PASSAGE:
----------

Newborn seizures

Tiny Storms

Research focuses on seizures, metabolism in neonates

issue 1 | winter 2012

Many NICU infants are at risk for seizures, and care during their initial, vulnerable days of life may have life-long benefit when it reduces brain injury and damage that can cause lasting neurologic disorders. Research at U-M focuses on opportunities to improve understanding of brain function in infants and to prevent long-term morbidity such as cerebral palsy, intellectual disabilities and epilepsy.

"In one study, we use neonatal EEG and advanced signal analysis algorithms to monitor seizures and identify patterns that reflect underlying brain injury or brain function," says Renée Shellhaas, M.D., M.S., a neonatal neurologist and principal investigator on the NIH-funded study. "In conjunction with EEG, we also use near-infrared spectroscopy (NIRS) to evaluate oxygen metabolism in the brain, and polysomnography to monitor sleep-and-wake cycling. Infants are then followed for 18 months, so we can assess how they learn and grow over time."

Few institutions nationwide are equipped to bring this array of technology to the NICU bedside, for both clinical and research purposes. The ultimate goal is to design interventions to prevent brain injury. However, identifying unfavorable patterns of EEG activity, brain metabolism and sleep cycling could also improve physicians' precision in estimating prognosis.

This study focuses on full-term newborns who are at risk for seizures and require EEG monitoring, including infants with brain hemorrhages or infections, hypoxic-ischemic encephalopathy, congenital brain malformations or other known risk factors. Infants undergo several days of intensive multimodality neuro­monitoring and then participate in long-term developmental follow-up assessments.

----------

[Point localization data]
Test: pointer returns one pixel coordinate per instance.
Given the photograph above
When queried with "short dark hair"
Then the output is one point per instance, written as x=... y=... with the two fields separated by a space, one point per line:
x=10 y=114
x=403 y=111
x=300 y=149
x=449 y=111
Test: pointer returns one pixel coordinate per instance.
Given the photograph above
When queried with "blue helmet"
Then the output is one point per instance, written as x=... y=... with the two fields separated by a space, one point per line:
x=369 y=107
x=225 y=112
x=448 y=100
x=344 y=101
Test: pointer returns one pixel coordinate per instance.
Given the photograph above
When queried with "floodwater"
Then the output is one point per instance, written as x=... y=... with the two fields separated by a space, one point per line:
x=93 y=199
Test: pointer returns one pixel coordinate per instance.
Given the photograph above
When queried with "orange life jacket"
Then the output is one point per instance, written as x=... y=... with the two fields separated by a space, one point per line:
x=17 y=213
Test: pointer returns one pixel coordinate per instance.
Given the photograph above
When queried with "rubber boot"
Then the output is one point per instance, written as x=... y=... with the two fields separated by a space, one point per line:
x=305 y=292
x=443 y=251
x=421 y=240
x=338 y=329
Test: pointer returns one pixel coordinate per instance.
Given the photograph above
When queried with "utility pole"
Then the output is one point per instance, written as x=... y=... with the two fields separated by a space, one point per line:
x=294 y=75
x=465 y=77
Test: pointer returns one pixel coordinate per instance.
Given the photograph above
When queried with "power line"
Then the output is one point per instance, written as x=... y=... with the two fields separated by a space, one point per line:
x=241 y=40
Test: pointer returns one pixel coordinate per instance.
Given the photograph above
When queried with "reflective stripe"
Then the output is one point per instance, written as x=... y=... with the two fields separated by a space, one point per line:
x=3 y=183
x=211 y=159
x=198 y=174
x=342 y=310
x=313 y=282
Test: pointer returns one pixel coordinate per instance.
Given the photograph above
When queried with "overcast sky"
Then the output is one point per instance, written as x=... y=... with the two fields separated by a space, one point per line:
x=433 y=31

----------

Return the portion of the newborn seizures article starting with "Newborn seizures" and going on through "disabilities and epilepsy.", copied word for word.

TASK SOLUTION:
Newborn seizures

Tiny Storms

Research focuses on seizures, metabolism in neonates

issue 1 | winter 2012

Many NICU infants are at risk for seizures, and care during their initial, vulnerable days of life may have life-long benefit when it reduces brain injury and damage that can cause lasting neurologic disorders. Research at U-M focuses on opportunities to improve understanding of brain function in infants and to prevent long-term morbidity such as cerebral palsy, intellectual disabilities and epilepsy.